→ EXERCISE OBJECTIVE: Render as a numbered list the lines from the one that contains "[pin] tree -- one per line" through the last line, both included. Omit any blank lines.

(Image location labeling lines)
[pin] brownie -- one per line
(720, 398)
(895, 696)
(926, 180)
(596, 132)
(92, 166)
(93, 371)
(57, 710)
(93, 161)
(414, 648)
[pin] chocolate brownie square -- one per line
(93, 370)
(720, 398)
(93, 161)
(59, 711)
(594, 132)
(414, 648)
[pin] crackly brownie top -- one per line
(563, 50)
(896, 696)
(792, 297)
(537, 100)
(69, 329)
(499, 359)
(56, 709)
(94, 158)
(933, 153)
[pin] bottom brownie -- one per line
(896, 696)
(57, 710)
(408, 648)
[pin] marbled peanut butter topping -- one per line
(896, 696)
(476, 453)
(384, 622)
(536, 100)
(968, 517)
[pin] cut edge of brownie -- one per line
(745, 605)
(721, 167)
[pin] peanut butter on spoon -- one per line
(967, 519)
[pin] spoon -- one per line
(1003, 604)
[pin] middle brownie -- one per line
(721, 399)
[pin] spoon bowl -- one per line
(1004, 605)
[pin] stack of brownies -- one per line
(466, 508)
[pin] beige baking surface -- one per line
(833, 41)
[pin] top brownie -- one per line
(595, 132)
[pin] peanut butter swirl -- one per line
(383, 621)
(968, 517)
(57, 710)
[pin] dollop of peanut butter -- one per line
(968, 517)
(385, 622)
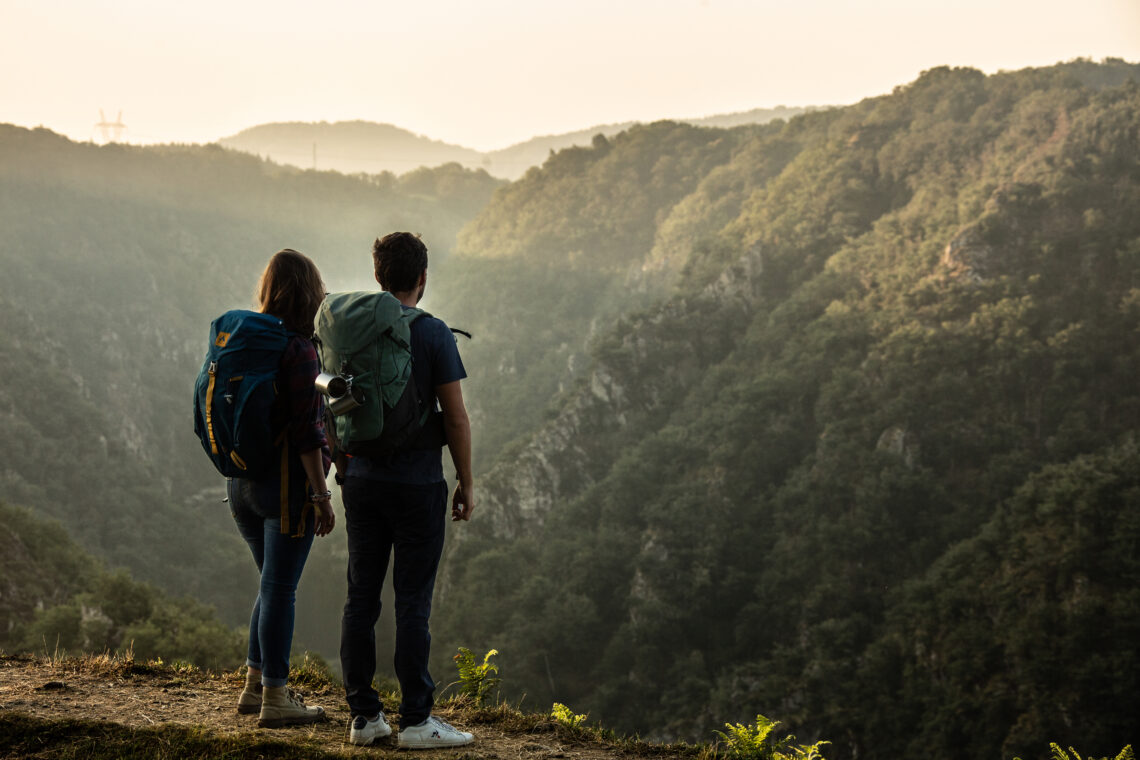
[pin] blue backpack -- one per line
(235, 392)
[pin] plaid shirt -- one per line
(301, 408)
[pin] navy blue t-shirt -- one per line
(434, 361)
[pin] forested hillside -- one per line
(115, 259)
(55, 597)
(872, 468)
(830, 419)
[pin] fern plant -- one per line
(1058, 753)
(758, 743)
(566, 716)
(477, 679)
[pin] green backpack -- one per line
(366, 337)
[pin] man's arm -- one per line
(458, 441)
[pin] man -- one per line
(398, 503)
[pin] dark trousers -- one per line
(281, 558)
(383, 519)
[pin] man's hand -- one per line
(325, 519)
(463, 501)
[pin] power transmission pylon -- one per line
(112, 131)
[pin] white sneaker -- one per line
(433, 733)
(365, 730)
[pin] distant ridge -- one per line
(371, 147)
(349, 147)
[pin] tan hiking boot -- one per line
(250, 702)
(283, 707)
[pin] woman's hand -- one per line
(325, 519)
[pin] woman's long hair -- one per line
(291, 289)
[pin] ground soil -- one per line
(155, 696)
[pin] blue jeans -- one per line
(381, 517)
(281, 558)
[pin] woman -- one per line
(279, 526)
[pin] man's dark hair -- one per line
(400, 259)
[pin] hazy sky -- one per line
(488, 73)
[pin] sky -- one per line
(490, 73)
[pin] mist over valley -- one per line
(827, 415)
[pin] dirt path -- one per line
(153, 696)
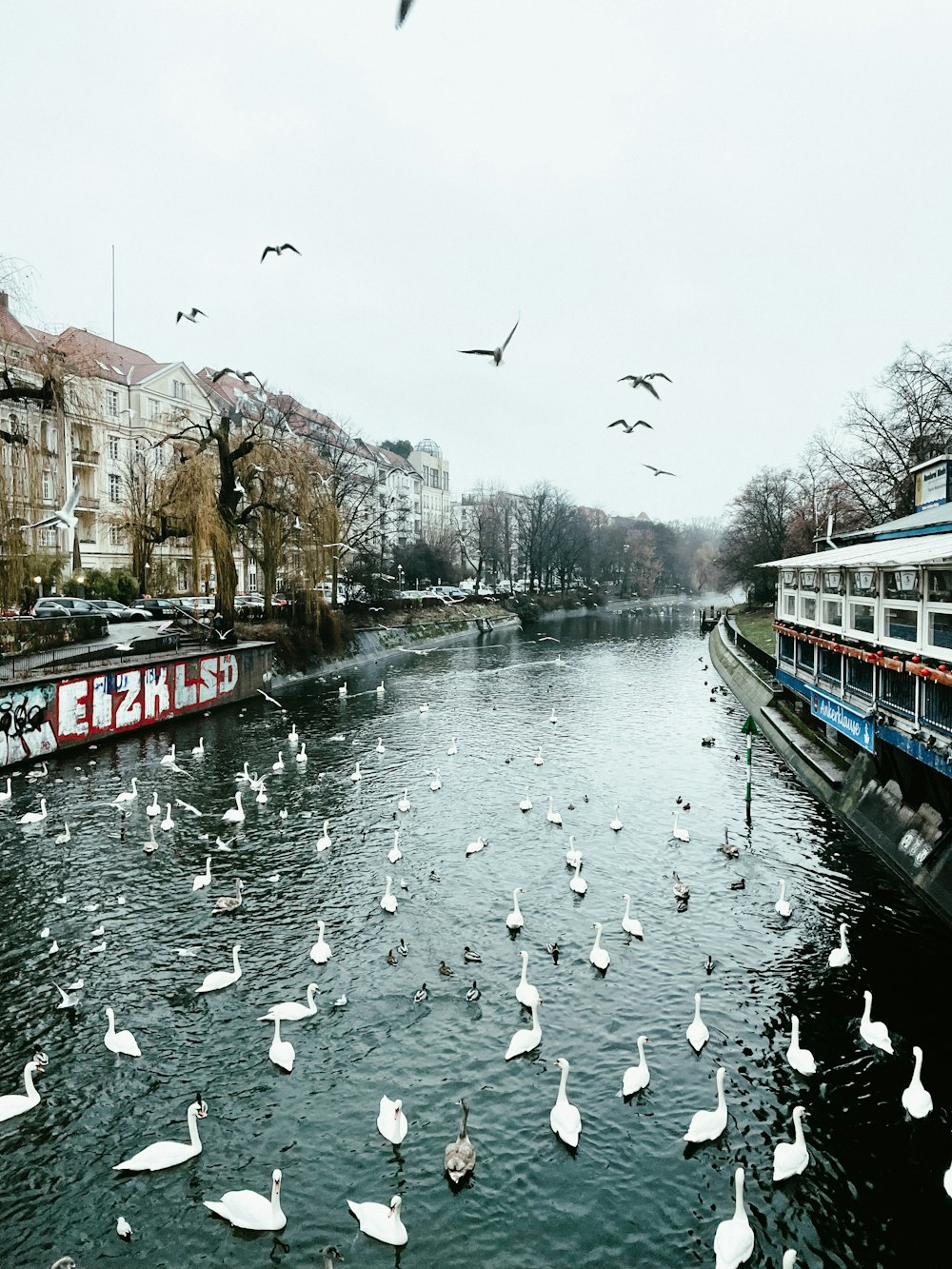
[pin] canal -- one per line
(631, 701)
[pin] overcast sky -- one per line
(753, 198)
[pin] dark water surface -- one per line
(631, 708)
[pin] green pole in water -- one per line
(749, 730)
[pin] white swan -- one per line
(34, 816)
(322, 952)
(168, 1154)
(790, 1158)
(120, 1042)
(783, 905)
(220, 979)
(391, 1120)
(526, 1040)
(204, 879)
(598, 956)
(282, 1051)
(697, 1032)
(917, 1100)
(800, 1059)
(734, 1239)
(578, 882)
(247, 1210)
(708, 1124)
(840, 956)
(292, 1012)
(638, 1078)
(387, 899)
(395, 853)
(381, 1222)
(526, 993)
(126, 796)
(564, 1117)
(631, 924)
(514, 919)
(15, 1103)
(460, 1155)
(235, 814)
(874, 1033)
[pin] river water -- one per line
(632, 700)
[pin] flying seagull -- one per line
(495, 353)
(630, 426)
(285, 247)
(65, 515)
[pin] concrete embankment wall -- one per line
(912, 841)
(42, 716)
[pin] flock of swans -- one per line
(249, 1210)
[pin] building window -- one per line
(941, 629)
(901, 624)
(863, 618)
(832, 612)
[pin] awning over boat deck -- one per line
(895, 552)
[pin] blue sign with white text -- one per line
(842, 717)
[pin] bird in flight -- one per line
(65, 515)
(285, 247)
(495, 353)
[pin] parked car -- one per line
(158, 609)
(117, 612)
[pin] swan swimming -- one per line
(638, 1078)
(790, 1158)
(169, 1154)
(381, 1222)
(697, 1032)
(564, 1117)
(15, 1103)
(708, 1124)
(526, 993)
(734, 1239)
(247, 1210)
(220, 979)
(800, 1059)
(120, 1042)
(391, 1120)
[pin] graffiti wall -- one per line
(38, 720)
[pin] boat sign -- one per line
(842, 717)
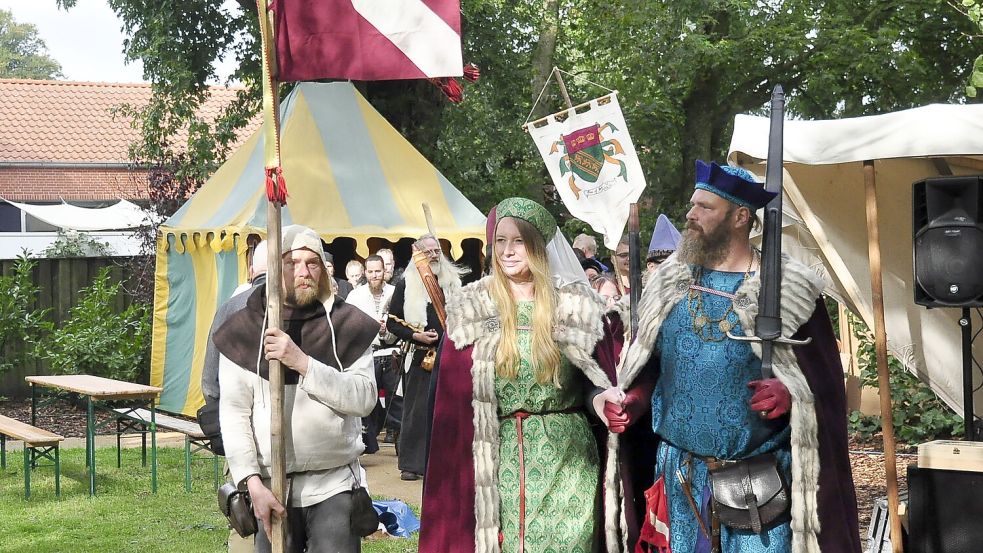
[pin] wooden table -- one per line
(98, 391)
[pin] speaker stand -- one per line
(966, 322)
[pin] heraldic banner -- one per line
(593, 164)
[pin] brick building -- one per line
(62, 141)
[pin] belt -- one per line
(712, 463)
(519, 416)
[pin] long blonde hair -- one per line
(546, 356)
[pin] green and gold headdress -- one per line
(529, 211)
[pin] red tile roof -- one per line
(72, 122)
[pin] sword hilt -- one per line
(779, 340)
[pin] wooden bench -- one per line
(38, 444)
(138, 420)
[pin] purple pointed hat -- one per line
(665, 238)
(734, 184)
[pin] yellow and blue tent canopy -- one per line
(349, 173)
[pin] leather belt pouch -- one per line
(749, 494)
(238, 508)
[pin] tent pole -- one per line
(880, 345)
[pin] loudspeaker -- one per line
(948, 241)
(945, 510)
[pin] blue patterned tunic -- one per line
(701, 406)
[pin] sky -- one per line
(86, 40)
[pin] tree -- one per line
(683, 70)
(23, 55)
(973, 10)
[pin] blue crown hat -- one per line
(665, 237)
(734, 184)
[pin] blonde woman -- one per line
(514, 462)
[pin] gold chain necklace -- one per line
(703, 323)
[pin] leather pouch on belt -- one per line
(749, 494)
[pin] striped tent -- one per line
(349, 173)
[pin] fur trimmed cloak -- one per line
(460, 496)
(824, 512)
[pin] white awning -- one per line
(826, 225)
(121, 215)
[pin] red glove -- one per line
(771, 399)
(617, 417)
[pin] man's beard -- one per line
(376, 286)
(705, 249)
(302, 297)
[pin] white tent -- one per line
(121, 215)
(825, 193)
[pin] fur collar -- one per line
(472, 320)
(801, 288)
(416, 298)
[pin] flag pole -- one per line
(634, 253)
(276, 194)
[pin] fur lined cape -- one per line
(801, 287)
(466, 410)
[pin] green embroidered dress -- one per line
(559, 455)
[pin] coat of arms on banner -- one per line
(593, 164)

→ FINAL ANSWER:
1. [pin] tree -- one per line
2. (683, 70)
3. (23, 55)
4. (973, 10)
5. [pin] blue crown hat -- one per line
6. (665, 237)
7. (734, 184)
8. [pin] blonde woman -- one per line
9. (514, 462)
10. [pin] gold chain necklace -- one per line
11. (703, 323)
12. [pin] leather pouch on belt -- one per line
13. (749, 494)
14. [pin] striped tent -- one per line
15. (349, 173)
16. [pin] fur trimmed cloak -- one per line
17. (460, 496)
18. (824, 512)
19. [pin] white awning -- one per line
20. (826, 225)
21. (121, 215)
22. [pin] red glove -- one per line
23. (771, 399)
24. (617, 417)
25. [pin] man's beard -- one per line
26. (376, 286)
27. (705, 249)
28. (302, 297)
29. [pin] white tent -- one per line
30. (121, 215)
31. (825, 193)
32. [pin] fur collar -- one per line
33. (472, 320)
34. (801, 288)
35. (416, 298)
36. [pin] flag pole -- one per line
37. (634, 253)
38. (276, 194)
39. [pin] fur lined cape -- one per line
40. (801, 287)
41. (466, 410)
42. [pin] green embroidered dress -- one per line
43. (559, 455)
44. [pin] coat of arms on banner -- one per line
45. (593, 164)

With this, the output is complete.